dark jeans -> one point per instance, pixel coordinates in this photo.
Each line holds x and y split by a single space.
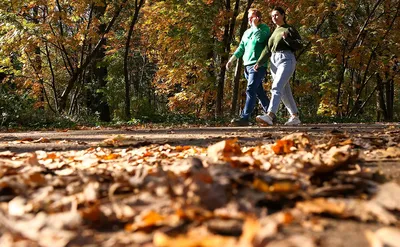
254 90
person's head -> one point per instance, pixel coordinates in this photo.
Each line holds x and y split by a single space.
254 13
278 16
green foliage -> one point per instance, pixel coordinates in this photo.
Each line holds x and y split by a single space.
19 111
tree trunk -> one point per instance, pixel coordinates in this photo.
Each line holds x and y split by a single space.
135 17
89 59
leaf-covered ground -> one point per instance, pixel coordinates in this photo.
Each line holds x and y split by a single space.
319 185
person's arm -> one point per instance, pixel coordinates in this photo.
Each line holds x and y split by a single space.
230 61
237 54
293 39
265 54
260 34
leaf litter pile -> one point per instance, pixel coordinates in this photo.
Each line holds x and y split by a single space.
225 195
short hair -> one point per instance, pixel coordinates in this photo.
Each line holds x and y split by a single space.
281 11
256 11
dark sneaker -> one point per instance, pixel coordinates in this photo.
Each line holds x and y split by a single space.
293 121
265 120
240 122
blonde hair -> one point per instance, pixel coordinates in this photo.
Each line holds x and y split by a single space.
256 11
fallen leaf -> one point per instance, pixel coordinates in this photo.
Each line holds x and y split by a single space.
283 146
389 196
224 149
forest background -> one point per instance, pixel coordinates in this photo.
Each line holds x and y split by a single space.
137 61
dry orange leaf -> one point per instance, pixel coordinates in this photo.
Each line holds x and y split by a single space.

***

Your objective :: Search the records above for "leaf". Copy each line where it is found.

Solution for this problem ::
leaf-covered ground -> one point per instance, pixel coordinates in this photo.
leaf litter pile -> one point per instance, pixel coordinates in this photo.
fallen leaf -> one point per instance, pixel coordinates in this photo.
dry orange leaf -> one point per instance, pixel coordinates in this photo.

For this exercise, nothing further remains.